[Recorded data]
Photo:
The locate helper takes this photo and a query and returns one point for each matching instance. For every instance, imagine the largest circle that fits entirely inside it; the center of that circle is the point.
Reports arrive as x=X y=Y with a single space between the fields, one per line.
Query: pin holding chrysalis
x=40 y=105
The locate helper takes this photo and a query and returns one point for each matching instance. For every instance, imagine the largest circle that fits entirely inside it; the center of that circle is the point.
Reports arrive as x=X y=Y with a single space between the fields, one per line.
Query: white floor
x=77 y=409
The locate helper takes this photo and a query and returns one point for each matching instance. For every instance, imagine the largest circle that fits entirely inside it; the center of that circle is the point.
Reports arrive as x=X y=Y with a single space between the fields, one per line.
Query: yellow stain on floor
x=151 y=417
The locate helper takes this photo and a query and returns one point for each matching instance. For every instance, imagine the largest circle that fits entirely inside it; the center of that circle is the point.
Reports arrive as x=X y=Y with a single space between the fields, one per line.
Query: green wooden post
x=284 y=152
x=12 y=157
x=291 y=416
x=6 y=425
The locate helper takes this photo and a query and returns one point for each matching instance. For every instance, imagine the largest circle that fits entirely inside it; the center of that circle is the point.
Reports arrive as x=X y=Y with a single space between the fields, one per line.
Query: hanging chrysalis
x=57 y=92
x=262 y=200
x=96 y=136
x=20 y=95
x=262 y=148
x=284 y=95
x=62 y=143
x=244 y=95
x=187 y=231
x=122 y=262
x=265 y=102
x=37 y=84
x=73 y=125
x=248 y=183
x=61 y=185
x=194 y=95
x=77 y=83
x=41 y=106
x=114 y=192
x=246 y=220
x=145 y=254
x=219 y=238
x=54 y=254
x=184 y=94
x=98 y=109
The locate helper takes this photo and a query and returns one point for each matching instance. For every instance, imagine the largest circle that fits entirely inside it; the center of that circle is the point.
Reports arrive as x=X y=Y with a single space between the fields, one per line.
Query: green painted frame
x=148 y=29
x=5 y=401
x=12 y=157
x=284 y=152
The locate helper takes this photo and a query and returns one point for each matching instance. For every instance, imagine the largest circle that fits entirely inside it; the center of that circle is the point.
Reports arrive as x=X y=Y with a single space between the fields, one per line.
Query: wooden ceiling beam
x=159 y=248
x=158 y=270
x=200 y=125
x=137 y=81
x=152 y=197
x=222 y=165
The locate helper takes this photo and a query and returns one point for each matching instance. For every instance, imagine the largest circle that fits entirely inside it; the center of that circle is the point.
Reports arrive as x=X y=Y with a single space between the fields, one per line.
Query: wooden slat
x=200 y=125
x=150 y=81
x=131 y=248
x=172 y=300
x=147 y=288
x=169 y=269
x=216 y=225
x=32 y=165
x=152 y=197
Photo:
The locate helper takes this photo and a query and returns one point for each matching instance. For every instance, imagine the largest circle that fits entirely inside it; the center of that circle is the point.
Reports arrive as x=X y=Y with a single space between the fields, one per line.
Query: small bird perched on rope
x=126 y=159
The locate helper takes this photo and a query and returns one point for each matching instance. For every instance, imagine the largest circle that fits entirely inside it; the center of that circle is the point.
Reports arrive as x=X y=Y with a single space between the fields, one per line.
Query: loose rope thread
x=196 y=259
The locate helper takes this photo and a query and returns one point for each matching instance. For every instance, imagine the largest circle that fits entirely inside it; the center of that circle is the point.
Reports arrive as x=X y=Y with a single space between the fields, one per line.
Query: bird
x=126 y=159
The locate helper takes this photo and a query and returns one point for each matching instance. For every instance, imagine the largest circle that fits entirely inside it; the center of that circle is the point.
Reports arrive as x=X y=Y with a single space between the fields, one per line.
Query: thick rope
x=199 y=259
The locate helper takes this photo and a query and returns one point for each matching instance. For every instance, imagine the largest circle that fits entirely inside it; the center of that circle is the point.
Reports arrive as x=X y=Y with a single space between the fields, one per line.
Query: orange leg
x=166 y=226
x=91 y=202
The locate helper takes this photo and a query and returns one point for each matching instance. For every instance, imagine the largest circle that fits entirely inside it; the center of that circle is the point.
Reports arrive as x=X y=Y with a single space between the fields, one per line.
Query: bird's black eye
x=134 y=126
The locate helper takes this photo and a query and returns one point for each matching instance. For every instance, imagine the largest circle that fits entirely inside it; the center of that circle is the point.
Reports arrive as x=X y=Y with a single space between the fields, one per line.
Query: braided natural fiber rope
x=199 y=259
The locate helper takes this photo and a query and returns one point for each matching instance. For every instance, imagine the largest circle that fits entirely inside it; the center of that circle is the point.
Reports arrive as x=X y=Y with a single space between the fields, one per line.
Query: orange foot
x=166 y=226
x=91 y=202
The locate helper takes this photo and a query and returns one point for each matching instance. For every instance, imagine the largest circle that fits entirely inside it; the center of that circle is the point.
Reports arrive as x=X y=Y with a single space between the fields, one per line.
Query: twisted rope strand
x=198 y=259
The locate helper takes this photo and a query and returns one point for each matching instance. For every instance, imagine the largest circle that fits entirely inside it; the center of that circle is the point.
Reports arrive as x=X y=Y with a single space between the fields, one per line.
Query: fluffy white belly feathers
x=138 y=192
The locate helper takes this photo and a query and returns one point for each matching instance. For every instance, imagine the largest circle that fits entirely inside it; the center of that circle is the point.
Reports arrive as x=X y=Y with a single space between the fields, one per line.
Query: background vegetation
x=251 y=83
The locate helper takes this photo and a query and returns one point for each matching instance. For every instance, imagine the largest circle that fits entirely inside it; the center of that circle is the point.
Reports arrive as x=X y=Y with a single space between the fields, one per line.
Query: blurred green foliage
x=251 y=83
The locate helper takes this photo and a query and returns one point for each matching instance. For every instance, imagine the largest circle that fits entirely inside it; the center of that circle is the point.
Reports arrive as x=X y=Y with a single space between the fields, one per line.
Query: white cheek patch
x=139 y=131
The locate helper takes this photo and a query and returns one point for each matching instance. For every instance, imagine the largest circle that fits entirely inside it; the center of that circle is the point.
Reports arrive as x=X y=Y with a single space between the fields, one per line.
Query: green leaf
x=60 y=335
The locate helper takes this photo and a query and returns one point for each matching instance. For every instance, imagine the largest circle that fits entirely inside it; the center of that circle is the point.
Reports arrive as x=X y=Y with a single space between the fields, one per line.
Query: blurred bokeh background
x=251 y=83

Instructions for the task: All the records shown above need to be given again exactly.

Task answer:
Photo:
The locate helper takes this photo and a query and returns one point for each matching instance. For every instance, imagine the largest circle that fits entirely inside it; the center of that circle is the point.
Reports arrive as x=X y=Y with a single space between the fields, one per line.
Query: pin holding chrysalis
x=40 y=105
The locate helper takes this photo and a query and returns one point for each matching instance. For every instance, imagine the largest circle that fits entirely inside it; the center of that circle is the point.
Reports arrive as x=X y=Y with a single space between the fields, one per line.
Query: white floor
x=77 y=409
The locate helper takes this photo and a query and returns one point for each matching instance. For every instance, imagine the largest circle that fits entirely inside it; the center of that circle is the point.
Reports arrive as x=X y=Y with a single space between the fields, one per line.
Query: yellow stain on floor
x=151 y=417
The locate helper takes this photo and a query and returns one point for each matching instance. For every instance, imagine the largest circle that fits entirely inside it; the center of that circle is the point.
Reports arrive as x=X y=Y with a single space between the fields, one per line.
Query: green wooden post
x=284 y=152
x=12 y=157
x=291 y=416
x=6 y=425
The locate helper takes this photo and a query and returns one point for each matching instance. For every instance, imagine the largest circle that fits entirely inside it; the center of that circle is the point.
Reports arrive as x=X y=Y with a single space between the fields, one per line.
Query: hanging chrysalis
x=57 y=92
x=262 y=200
x=96 y=136
x=20 y=95
x=262 y=148
x=284 y=95
x=62 y=143
x=244 y=95
x=187 y=231
x=122 y=262
x=265 y=102
x=37 y=84
x=73 y=125
x=248 y=183
x=61 y=185
x=194 y=95
x=77 y=83
x=41 y=106
x=114 y=192
x=246 y=220
x=145 y=254
x=219 y=238
x=54 y=254
x=184 y=94
x=98 y=109
The locate helper takes this photo and a query and returns one point for each matching instance. For every instance, imagine the largest circle that fits entirely inside it; the center of that circle is the point.
Reports arrive as x=X y=Y with a single space between the fields, one per line.
Query: green painted frame
x=148 y=29
x=5 y=401
x=12 y=157
x=284 y=152
The locate helper takes this photo and a query and returns one point for each matching instance. For every instance, imagine the largest circle that fits entirely inside it; the center of that circle is the point.
Reports arrive as x=X y=Y with a single space between the fields, one per line.
Query: wooden ceiling beam
x=159 y=248
x=158 y=270
x=200 y=125
x=137 y=81
x=152 y=197
x=222 y=165
The locate helper takes this photo and a query and returns one point for each matching instance. For every instance, imagine the largest circle that fits entirely inside it; the center of that circle is the point.
Reports arrive as x=X y=Y with a single space between the fields, one per line.
Query: wooden slat
x=200 y=125
x=150 y=81
x=131 y=248
x=172 y=300
x=147 y=288
x=169 y=269
x=216 y=225
x=32 y=165
x=152 y=197
Photo:
The locate helper takes this photo and a query and returns one point for each matching instance. For every instance, imagine the largest circle that fits entirely inside it; the center of that circle is the point.
Reports arrive as x=X y=Y with a single space between the fields, one per line.
Query: small bird perched on rope
x=126 y=159
The locate helper takes this photo and a query and returns one point for each matching instance. For every instance, imagine the largest circle that fits entirely inside it; the center of that circle is the point.
Reports arrive as x=X y=Y with a single space between the fields, one per line.
Query: loose rope thread
x=196 y=259
The locate helper takes this photo and a query and returns one point for each matching instance. For every instance, imagine the largest circle that fits entirely inside it; the center of that circle is the point.
Reports arrive as x=X y=Y with a single space between the fields, one per line.
Query: bird
x=126 y=159
The locate helper takes this photo and a query and returns one point for each matching instance. For every instance, imagine the largest circle that fits entirely inside it; the center of that circle is the point.
Reports arrive as x=X y=Y with a single space between the fields, one per line.
Query: thick rope
x=199 y=259
The locate helper takes this photo and a query and returns one point for each matching instance. For every instance, imagine the largest circle that fits entirely inside it; the center of that circle is the point.
Reports arrive as x=X y=Y with a single space between the fields, one per line.
Query: orange leg
x=166 y=226
x=91 y=202
The locate helper takes this photo and a query and returns one point for each matching instance. For every instance, imagine the largest circle that fits entirely inside it; the center of that circle is the point.
Reports arrive as x=X y=Y with a single space between the fields, one per line.
Query: bird's black eye
x=134 y=126
The locate helper takes this photo and a query and returns one point for each matching instance. For every instance, imagine the largest circle that fits entirely inside it; the center of that circle is the point.
Reports arrive as x=X y=Y with a single space between the fields, one per line.
Query: braided natural fiber rope
x=199 y=259
The locate helper takes this photo and a query and returns one point for each matching instance. For every instance, imagine the largest circle that fits entirely inside it; the center of that circle is the point.
Reports arrive as x=X y=Y with a single space between the fields, one per line.
Query: orange foot
x=166 y=226
x=91 y=202
The locate helper takes this photo and a query and returns one point for each matching instance. For every instance, imagine the largest circle that fits entirely inside it; the center of that circle is the point.
Reports arrive as x=X y=Y with a single space between the fields, one per line.
Query: twisted rope strand
x=198 y=259
The locate helper takes this photo and a query and returns one point for each matching instance. For every instance, imagine the largest circle that fits entirely inside it; the center of that circle is the point.
Reports arrive as x=X y=Y with a single space between the fields, one per line.
Query: fluffy white belly feathers
x=138 y=192
The locate helper takes this photo and a query and returns one point for each matching instance. For every instance, imagine the largest circle that fits entirely inside it; the center of that circle is the point.
Reports arrive as x=X y=Y with a single space between the fields, one per line.
Query: background vegetation
x=251 y=83
The locate helper takes this photo and a query and returns one point for each matching instance. For every instance, imagine the largest circle that fits entirely inside it; the center of that circle is the point.
Reports arrive as x=X y=Y with a single space between the fields, one per line.
Query: blurred green foliage
x=251 y=83
The locate helper takes this photo and a query and returns one point for each matching instance. For every instance, imagine the largest circle that fits entirely inside it; the center of that circle is the point.
Reports arrive as x=X y=Y with a single space between the fields, one per line.
Query: white cheek patch
x=139 y=131
The locate helper takes this photo and a query and returns one point for each matching instance. For every instance, imagine the largest circle that fits entirely inside it; the center of that circle is the point.
Reports arrive as x=X y=Y with a single space between the fields, one per line.
Query: green leaf
x=60 y=335
The locate helper takes this photo and a query and returns one point for each matching instance. For every instance, imagine the largest circle that fits entirely inside it; the center of that circle is the point.
Reports arrive as x=X y=Y with a single space between the fields, one per line.
Query: blurred bokeh background
x=251 y=83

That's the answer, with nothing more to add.